- [TEXT BLOCK]:
Closed AndrewVSutherland closed 8 years ago
I know now that my labels for ideals of imaginary quadratic fields are really bad, and this is another example. (Another is the problem which can arise having those [,] characters in a URL.) The whole issue of labelling ideals is one which we have spent a lot of time on but never actually done anything about. It will not happen this week. The problem raised is only as issue for imaginary quadratics since for all other fields the conductor part of the label has the form N.i where N is the norm and i an index from 0 (and of course the issue is to know what order the ideals of a given norm are in).
@JohnCremona This issue isn't about whether your ideal labels are good or bad, it is simply about the fact that we have imposed restrictions on knowl ids that are incompatible with many of our existing labels (which we are surely not going to change, especially after May 10). We need to remove the restriction on knowl ids that prevents us from creating top/bottom knowls for objects whose labels contain characters not currently permitted in a knowl id. This is not specific to elliptic curves over imaginary quadratic fields, that just happens to be where I first noticed it.
OK. I was looking for the place where the exact restrictions on knowl ids is explained but could not find it. It would actually be quite easy for this purpose to translate a label such as "ec.nf.[11,5,1]-a1.top" into (say) "ec.nf.11.5.1-a1.top" -- though the knwl ID should include the field label too, so an example would be to go from the curve whose full label is 2.0.4.1-[65,18,1]-a1 to the knwol id "ec.nf.2.0.4.1-65.18.1-a1" by just doing id = id.replace(",",".").replace("[","").replace("]","")
All that is required to fix this is to change line 38 of lmfdb/lmfdb/knowledge/knowl.py
Currently we have: "allowed_knowlid = re.compile("^[a-z0-9.-]+$")"
OK -- we need Harald's input before doing that since he may have had a reason.

- [GIVEN DATA]:

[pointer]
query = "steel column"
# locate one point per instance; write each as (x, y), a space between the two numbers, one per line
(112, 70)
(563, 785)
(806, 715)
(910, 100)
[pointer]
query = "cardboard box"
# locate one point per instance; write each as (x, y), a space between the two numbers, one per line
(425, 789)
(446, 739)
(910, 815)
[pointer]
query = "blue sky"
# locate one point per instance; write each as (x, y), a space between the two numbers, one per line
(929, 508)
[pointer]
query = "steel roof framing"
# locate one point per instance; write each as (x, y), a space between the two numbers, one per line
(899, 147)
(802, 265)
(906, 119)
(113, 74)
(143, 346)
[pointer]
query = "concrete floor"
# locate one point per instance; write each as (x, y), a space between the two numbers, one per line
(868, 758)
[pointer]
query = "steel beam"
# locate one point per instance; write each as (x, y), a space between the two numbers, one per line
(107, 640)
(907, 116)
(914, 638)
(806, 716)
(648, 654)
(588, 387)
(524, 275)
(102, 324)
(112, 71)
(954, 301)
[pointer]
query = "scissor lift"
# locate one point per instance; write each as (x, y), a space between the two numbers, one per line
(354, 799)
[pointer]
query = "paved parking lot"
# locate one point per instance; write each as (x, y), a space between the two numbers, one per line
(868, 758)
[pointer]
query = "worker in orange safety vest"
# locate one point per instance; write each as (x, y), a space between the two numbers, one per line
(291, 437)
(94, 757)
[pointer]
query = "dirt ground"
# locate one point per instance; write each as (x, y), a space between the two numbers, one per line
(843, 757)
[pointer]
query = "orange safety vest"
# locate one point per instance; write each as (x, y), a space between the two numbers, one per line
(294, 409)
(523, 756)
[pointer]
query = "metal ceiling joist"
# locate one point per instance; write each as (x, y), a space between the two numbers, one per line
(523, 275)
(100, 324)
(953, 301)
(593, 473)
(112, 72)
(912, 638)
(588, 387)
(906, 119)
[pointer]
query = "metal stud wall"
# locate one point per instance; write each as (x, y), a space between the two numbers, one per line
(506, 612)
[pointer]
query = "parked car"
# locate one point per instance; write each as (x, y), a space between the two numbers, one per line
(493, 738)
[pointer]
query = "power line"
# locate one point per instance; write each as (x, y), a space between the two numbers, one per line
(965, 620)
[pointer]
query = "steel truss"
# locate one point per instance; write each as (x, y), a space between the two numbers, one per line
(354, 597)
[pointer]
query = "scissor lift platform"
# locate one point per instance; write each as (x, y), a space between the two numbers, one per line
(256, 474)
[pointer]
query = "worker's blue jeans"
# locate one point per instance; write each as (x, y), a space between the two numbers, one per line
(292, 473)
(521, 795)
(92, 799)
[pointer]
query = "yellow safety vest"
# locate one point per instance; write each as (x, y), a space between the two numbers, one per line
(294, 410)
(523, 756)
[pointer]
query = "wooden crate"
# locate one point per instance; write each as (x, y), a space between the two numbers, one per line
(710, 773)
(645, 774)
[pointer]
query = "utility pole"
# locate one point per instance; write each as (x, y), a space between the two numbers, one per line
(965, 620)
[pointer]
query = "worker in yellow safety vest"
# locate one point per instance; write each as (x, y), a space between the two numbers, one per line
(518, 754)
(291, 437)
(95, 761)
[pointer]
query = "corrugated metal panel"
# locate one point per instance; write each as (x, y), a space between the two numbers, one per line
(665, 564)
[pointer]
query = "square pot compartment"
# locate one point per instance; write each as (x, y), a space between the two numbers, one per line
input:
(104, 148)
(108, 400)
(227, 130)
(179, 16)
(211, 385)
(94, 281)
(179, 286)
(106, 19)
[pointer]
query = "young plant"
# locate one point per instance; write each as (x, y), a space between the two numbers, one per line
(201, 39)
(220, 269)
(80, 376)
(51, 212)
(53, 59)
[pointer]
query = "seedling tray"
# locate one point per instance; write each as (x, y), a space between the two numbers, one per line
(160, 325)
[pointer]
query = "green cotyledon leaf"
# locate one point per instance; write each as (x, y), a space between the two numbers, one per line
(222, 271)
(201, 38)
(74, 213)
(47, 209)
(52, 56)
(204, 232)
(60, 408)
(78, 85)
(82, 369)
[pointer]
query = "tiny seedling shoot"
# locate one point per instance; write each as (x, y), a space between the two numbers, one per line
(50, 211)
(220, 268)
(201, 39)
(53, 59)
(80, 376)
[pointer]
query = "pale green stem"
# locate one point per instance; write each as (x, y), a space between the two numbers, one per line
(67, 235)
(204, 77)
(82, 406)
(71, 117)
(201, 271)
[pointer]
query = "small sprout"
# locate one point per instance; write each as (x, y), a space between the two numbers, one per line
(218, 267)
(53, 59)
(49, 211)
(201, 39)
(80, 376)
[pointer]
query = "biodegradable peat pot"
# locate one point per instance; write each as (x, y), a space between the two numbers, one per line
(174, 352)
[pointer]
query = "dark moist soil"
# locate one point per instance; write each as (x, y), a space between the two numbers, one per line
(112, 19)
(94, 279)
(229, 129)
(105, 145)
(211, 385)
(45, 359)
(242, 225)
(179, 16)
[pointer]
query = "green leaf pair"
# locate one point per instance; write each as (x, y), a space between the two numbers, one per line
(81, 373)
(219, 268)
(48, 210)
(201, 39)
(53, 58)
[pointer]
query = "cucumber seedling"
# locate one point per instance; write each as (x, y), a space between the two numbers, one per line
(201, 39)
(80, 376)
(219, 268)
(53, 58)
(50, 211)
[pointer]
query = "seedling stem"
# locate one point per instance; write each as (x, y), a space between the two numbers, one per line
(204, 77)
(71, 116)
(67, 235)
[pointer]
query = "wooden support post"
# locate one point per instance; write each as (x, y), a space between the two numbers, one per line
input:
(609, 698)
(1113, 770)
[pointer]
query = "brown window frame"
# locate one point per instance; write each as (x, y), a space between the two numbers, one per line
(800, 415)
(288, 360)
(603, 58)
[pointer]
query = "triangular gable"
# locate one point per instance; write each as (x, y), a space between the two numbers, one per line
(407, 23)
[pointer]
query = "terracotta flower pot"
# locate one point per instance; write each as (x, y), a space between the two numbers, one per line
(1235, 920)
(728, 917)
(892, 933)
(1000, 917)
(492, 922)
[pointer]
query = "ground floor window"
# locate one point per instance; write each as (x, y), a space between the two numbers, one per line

- [DIRECTION 1]:
From the thread on knowl ids, list every specific label or knowl id that it writes out with actual numbers.
- [DIRECTION 2]:
Summarize the thread on knowl ids in two sentences.
- [DIRECTION 3]:
Carry on the thread on knowl ids beyond its final message.

- [EXERCISE OUTPUT 1]:
- ec.nf.[11,5,1]-a1.top
- ec.nf.11.5.1-a1.top
- 2.0.4.1-[65,18,1]-a1
- ec.nf.2.0.4.1-65.18.1-a1

- [EXERCISE OUTPUT 2]:
One participant concedes that the labels for ideals of imaginary quadratic fields are bad, and another replies that the real problem is a restriction on knowl ids that is incompatible with many existing labels and must be removed. The restriction is the pattern on line 38 of lmfdb/lmfdb/knowledge/knowl.py, but Harald's input is needed before it is changed.

- [EXERCISE OUTPUT 3]:
As another example, I'll note that you also cannot create a top knowl for the object
http://www.lmfdb.org/EllipticCurve/3.1.23.1/89.1/A/1
because the label name 89.1-A1 contains an upper case character. I'm sure there are many similar examples throughout the LMFDB. If top knowls are going to become a standard feature (which I believe they should) we are going to have to either remove the restriction on knowl ids, or come up with some well-defined mapping from labels to allowed knowl ids.
This strikes me as problematic, since such a mapping is not likely to be invertible.
That is true -- Gunnells & Yasaki used upper case for their isogeny class labels, which I had forgotten.
Just so I don't forget, once we get this fixed we should add top/bottom knowls to ecnf pages (I can make this a separate issue if desired).
Yes, please make it a separate Issue. It could even be implemented now, so that if Harald says we can relax the restriction on knowl ids it can go in right away.
I like Cremona's second comment: replace capital letters by lower case, comma by period, other illegal characters by an underscore, and maybe some other transformations.
In many situations knowl IDs become filenames, and there are a lot of characters you don't want in a filename. Even if our system allows more flexible knowl IDs, because the content comes from a database, I would not favor allowing that because it is not portable.
so, besides +1 to @davidfarmer's comment, I have no clear idea. There might be some parsing going on somewhere, but maybe that's for hastags and not for knowls. Besides that, the most important aspect is, that this does end up as an URL path. So, it's usually a good usability touch to treat URLs are case-insensitive. So, I wouldn't recommend that there is an uppercase A in the URL example by @AndrewVSutherland . Maybe, there should be an string.lower()
to do this first step of canonicalization when handing that URL. Although, of course, that's a bad idea if there is also a different lower case a.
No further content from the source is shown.